*** Opening of MATERIAL FOR THE TASK ***

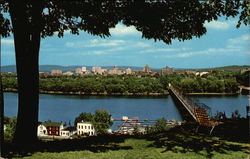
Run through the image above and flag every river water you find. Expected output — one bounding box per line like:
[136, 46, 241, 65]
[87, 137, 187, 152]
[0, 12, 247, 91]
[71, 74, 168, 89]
[4, 92, 249, 129]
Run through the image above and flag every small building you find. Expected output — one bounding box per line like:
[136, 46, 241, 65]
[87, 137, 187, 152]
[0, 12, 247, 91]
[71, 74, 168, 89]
[51, 70, 62, 75]
[125, 68, 132, 75]
[122, 116, 128, 120]
[60, 126, 77, 137]
[77, 122, 95, 136]
[92, 66, 102, 74]
[160, 66, 174, 75]
[63, 71, 74, 76]
[75, 68, 83, 74]
[37, 121, 64, 136]
[37, 123, 48, 136]
[81, 67, 87, 73]
[195, 72, 209, 77]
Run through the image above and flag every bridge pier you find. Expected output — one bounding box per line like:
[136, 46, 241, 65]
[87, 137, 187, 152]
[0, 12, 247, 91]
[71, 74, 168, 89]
[238, 86, 250, 95]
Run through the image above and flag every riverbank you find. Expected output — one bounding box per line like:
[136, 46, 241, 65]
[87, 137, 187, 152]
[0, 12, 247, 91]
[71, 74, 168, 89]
[187, 92, 239, 96]
[4, 89, 168, 96]
[4, 88, 241, 96]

*** Close of MATERIAL FOR THE TASK ***

• _WHAT NEEDS TO BE DONE_
Each record should be printed exactly as it appears, leaving the pictures out.

• _TASK SOLUTION_
Run through the image above and flag every river water you find. Expected output — one bounding box per line like:
[136, 46, 241, 65]
[87, 137, 187, 152]
[0, 12, 247, 91]
[71, 74, 168, 89]
[4, 92, 249, 129]
Run through the image above and flag every small building you find. Expected output — one bounding box per line like:
[136, 46, 241, 65]
[87, 137, 187, 152]
[0, 12, 247, 91]
[71, 74, 168, 89]
[51, 70, 62, 75]
[125, 68, 132, 75]
[122, 116, 128, 120]
[60, 126, 77, 137]
[77, 122, 95, 136]
[92, 66, 102, 74]
[160, 66, 174, 75]
[63, 71, 74, 76]
[75, 68, 83, 74]
[37, 121, 64, 136]
[37, 123, 48, 136]
[81, 67, 87, 73]
[195, 72, 209, 77]
Run through the image above and flag every bridge pier you find. Expected output — one bounding box per line like:
[136, 46, 241, 65]
[87, 137, 187, 152]
[0, 12, 247, 91]
[71, 74, 168, 89]
[238, 86, 250, 95]
Run through the image above and flag every riverbank you find. Expected output — one bounding box per line like:
[136, 46, 241, 65]
[87, 137, 187, 152]
[0, 12, 247, 91]
[71, 74, 168, 89]
[187, 92, 239, 96]
[4, 89, 168, 96]
[4, 88, 241, 96]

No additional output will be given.